- _Stated task_:
Write out all the records below word for word, leaving the pictures out.

========================

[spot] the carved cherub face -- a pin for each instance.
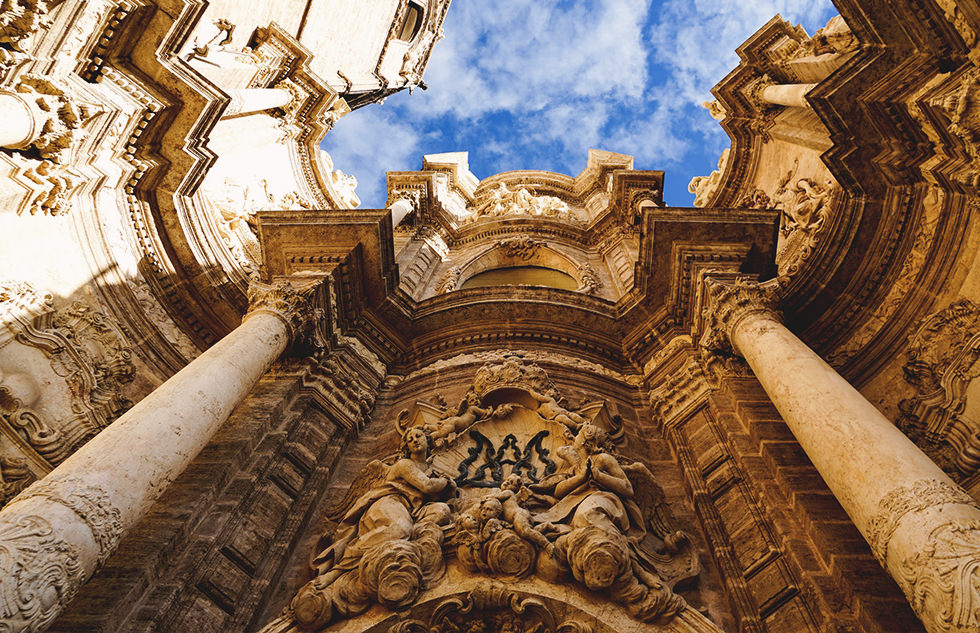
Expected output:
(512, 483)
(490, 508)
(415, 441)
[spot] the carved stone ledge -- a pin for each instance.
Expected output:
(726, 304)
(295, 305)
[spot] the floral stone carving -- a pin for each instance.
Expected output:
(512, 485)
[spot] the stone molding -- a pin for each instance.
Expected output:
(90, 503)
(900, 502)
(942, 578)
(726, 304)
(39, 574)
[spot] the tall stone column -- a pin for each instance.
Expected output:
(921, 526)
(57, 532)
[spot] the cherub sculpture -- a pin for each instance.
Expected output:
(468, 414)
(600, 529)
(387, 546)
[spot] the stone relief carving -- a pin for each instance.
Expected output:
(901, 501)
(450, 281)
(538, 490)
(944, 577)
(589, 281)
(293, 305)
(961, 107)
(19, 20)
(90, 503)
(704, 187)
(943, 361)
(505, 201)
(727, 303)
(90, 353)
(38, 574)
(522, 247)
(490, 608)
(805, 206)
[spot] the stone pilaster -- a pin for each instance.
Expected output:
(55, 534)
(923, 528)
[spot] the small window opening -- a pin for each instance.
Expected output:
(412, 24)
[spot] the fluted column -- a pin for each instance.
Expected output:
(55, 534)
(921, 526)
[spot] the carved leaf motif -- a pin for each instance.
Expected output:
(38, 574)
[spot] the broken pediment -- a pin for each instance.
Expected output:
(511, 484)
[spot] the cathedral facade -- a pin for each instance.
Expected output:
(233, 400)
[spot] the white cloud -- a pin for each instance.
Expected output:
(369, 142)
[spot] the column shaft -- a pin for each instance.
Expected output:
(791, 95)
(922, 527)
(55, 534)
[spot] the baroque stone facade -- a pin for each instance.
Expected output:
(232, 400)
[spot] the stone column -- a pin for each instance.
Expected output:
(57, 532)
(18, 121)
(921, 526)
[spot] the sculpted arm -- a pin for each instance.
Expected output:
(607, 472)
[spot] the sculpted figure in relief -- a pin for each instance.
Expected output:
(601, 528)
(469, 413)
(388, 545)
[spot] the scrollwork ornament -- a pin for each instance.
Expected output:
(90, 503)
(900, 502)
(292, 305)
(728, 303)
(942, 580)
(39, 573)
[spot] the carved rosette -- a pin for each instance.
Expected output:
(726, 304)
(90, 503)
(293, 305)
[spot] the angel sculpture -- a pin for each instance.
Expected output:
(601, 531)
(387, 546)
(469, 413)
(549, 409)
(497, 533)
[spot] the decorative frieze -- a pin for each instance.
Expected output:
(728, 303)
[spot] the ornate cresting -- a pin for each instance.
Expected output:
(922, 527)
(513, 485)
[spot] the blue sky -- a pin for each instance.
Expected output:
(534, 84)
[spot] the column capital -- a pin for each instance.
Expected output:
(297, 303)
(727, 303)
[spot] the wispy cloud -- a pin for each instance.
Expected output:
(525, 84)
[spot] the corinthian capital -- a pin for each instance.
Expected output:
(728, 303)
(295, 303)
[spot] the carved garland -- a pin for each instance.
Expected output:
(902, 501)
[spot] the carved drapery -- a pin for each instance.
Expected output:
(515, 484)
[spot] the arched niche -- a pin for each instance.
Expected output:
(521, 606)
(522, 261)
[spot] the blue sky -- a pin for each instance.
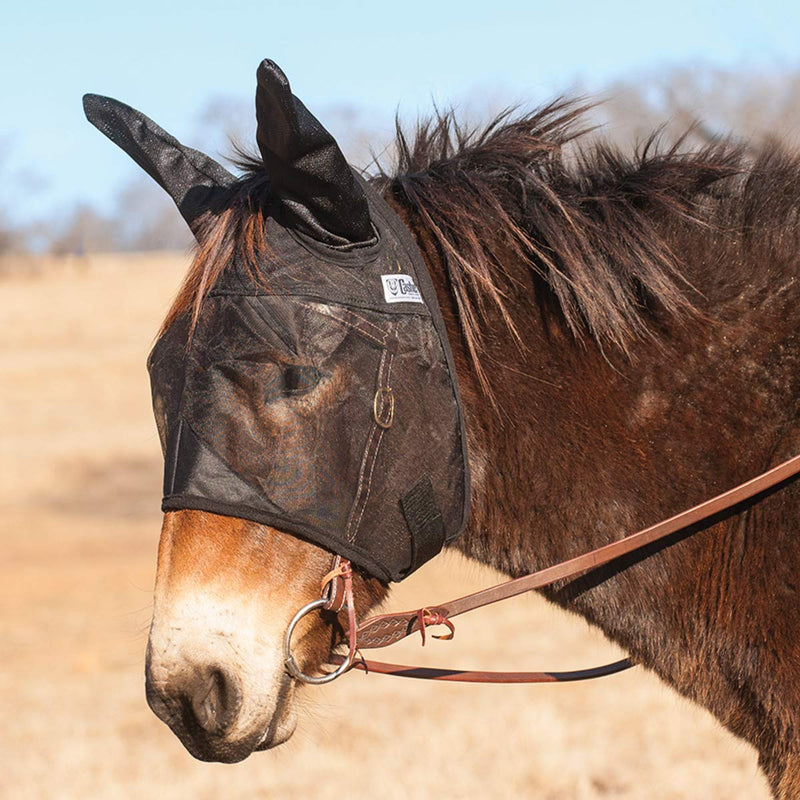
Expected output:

========================

- _Output_:
[spot] the carved cherub face -- a pin for each instance.
Expected output:
(512, 483)
(490, 508)
(415, 441)
[spot] the carved stone ledge -- a pin for each instance.
Expected output:
(726, 304)
(295, 305)
[spot] the floral stone carving -- a pin for each instance.
Expected output:
(512, 485)
[spot] the stone molding -- a pin for each instance.
Expected output:
(90, 503)
(900, 502)
(942, 578)
(726, 304)
(39, 574)
[spot] the tall stone column -- a pin for each instance.
Expected output:
(921, 526)
(57, 532)
[spot] the cherub sculpture -- a pin for each instance.
Expected output:
(468, 414)
(600, 529)
(387, 546)
[spot] the stone relief carving -- a pin for each instance.
Expected output:
(901, 501)
(450, 281)
(538, 490)
(944, 577)
(589, 281)
(293, 305)
(961, 107)
(19, 20)
(90, 503)
(704, 187)
(943, 361)
(505, 201)
(727, 303)
(90, 353)
(38, 574)
(522, 247)
(490, 608)
(805, 206)
[spot] the stone pilaster -- a pin for each instance.
Expected output:
(55, 534)
(923, 528)
[spot] the small window opening -- a pin for each instance.
Expected output:
(412, 24)
[spot] the fluted column -- a pin for each instance.
Expected output:
(55, 534)
(921, 526)
[spot] the carved leaf motif -- a pin for each instance.
Expected output:
(38, 574)
[spot] the broken pediment -- a pin for each instance.
Expected output:
(511, 484)
[spot] the cathedral facade -- a pin for each instance.
Expected output:
(233, 400)
[spot] the white cloud -- a pin for each instance.
Expected output:
(369, 142)
[spot] the column shaft -- a pin for each instance.
Expected output:
(791, 95)
(922, 527)
(55, 534)
[spot] the baroque stone facade -- a pin for each instance.
Expected output:
(232, 400)
[spot] the stone column -- a pin for each instance.
Expected output:
(57, 532)
(18, 121)
(921, 526)
[spot] the sculpted arm -- a pin for each instance.
Expected output:
(607, 472)
[spot] the sculpted figure in relief -- a pin for each instance.
Expected output:
(601, 528)
(469, 413)
(388, 545)
[spot] the scrollwork ornament -- a pin for each instance.
Expected output:
(90, 503)
(900, 502)
(292, 305)
(728, 303)
(942, 580)
(39, 573)
[spot] the carved rosette -- a pin for each instance.
Expected output:
(726, 304)
(90, 503)
(293, 305)
[spot] the angel sculpture -- a pin for each instance.
Expected output:
(601, 531)
(387, 546)
(469, 413)
(549, 409)
(497, 533)
[spot] the decorative frieze -- a pin for each instance.
Expected output:
(728, 303)
[spot] the ornate cresting -- a pin for each instance.
Expected output:
(922, 527)
(513, 485)
[spot] the blue sky -- a pin for each instance.
Expected output:
(534, 84)
[spot] the column capital -- a pin for each instance.
Expected output:
(297, 303)
(727, 303)
[spot] the wispy cloud -- a pin for each instance.
Expected output:
(525, 84)
[spot] the corinthian capital -- a pin for each instance.
Expected output:
(728, 303)
(295, 303)
[spot] the carved garland -- a pin for each instance.
Expected output:
(902, 501)
[spot] the carved drapery -- a pin for each instance.
Expected output:
(515, 484)
[spot] the arched niche -- a pin for each instance.
Expected output:
(521, 606)
(522, 261)
[spot] the blue sky -- a pin for each instance.
Expected output:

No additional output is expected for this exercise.